Copy the entries below line for line, changing nothing.

═════ EXTRACTED RECORDS ═════

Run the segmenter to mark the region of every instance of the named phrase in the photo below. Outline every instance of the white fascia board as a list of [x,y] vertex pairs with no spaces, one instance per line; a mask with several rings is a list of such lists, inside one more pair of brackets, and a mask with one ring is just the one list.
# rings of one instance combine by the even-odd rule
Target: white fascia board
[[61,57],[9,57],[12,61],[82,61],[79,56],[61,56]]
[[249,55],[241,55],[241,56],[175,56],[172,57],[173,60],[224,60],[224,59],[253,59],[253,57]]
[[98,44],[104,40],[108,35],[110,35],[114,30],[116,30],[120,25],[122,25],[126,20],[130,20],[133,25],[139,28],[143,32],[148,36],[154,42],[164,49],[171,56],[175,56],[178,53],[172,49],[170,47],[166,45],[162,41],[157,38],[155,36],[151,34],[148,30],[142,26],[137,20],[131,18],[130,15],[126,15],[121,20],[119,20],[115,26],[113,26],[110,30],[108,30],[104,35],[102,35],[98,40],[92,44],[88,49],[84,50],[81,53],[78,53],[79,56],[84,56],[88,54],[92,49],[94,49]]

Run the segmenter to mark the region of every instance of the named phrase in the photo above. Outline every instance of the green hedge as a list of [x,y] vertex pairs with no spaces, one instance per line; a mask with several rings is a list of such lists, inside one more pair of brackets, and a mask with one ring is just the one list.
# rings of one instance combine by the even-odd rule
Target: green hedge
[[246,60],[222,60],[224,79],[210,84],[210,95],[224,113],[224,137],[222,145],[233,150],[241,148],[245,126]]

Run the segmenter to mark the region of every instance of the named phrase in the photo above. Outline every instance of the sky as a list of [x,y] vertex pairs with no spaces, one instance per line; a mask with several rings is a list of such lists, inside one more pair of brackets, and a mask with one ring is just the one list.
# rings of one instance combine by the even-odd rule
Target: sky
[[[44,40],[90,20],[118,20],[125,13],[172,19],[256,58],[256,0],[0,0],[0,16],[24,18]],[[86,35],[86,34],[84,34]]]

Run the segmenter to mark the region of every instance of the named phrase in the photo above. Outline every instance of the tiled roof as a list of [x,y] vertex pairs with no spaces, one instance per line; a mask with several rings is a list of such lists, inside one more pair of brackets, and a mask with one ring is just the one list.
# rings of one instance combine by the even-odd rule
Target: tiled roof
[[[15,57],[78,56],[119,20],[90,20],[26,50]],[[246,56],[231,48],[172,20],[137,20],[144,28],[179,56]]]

═════

▸ CORRECT OUTPUT:
Run the segmenter to mark the region of every instance of the named phrase in the photo below. Outline every instance of the white fascia board as a list of [x,y] vertex pairs with no spaces, one instance per line; a mask with several rings is a list of such lists, inside one more pair of brackets, and a mask with one ring is just the one list.
# rings of one instance combine by the even-odd rule
Target: white fascia board
[[61,57],[9,57],[12,61],[82,61],[79,56],[61,56]]
[[249,55],[241,55],[241,56],[175,56],[172,57],[173,60],[224,60],[224,59],[253,59],[253,57]]
[[98,44],[104,40],[108,35],[110,35],[114,30],[116,30],[120,25],[122,25],[126,20],[130,20],[133,25],[139,28],[143,32],[148,36],[154,42],[164,49],[171,56],[175,56],[178,53],[172,49],[170,47],[166,45],[162,41],[157,38],[155,36],[151,34],[148,30],[142,26],[137,20],[131,18],[130,15],[126,15],[121,20],[119,20],[115,26],[113,26],[110,30],[108,30],[104,35],[102,35],[98,40],[92,44],[88,49],[84,50],[81,53],[78,53],[79,56],[84,56],[88,54],[92,49],[94,49]]

Run the segmenter to mark the region of every instance of the named phrase in the photo above. Outline every instance of the green hedge as a list of [x,y] vertex pairs with no spaces, one instance per line; a mask with several rings is a list of such lists, inside one more pair of brackets, and a mask with one ring is just the one list.
# rings of one instance combine by the even-odd rule
Target: green hedge
[[246,60],[222,60],[224,79],[210,84],[210,95],[224,113],[224,137],[222,145],[233,150],[241,148],[245,126]]

Run the segmenter to mark the region of every instance of the named phrase in the photo above. Outline every instance of the sky as a list of [x,y] vertex pairs with no spaces, one instance per line; a mask with several rings is a list of such lists, inside one more pair of brackets, and a mask with one ring is just the one list.
# rings of one instance combine by the even-odd rule
Target: sky
[[[44,40],[90,20],[118,20],[125,13],[172,19],[256,58],[256,0],[0,0],[0,16],[24,18]],[[86,35],[86,34],[84,34]]]

Run the segmenter to mark the region of every instance of the named phrase in the photo above. Outline every instance of the tiled roof as a list of [x,y] vertex pairs with no spaces, one instance per line; a mask with several rings is a list of such lists, inside one more pair of brackets, and a mask with one ring is just the one list.
# rings of one instance combine by the even-odd rule
Target: tiled roof
[[[15,57],[78,56],[119,20],[90,20],[26,50]],[[246,56],[231,48],[172,20],[137,20],[144,28],[179,56]]]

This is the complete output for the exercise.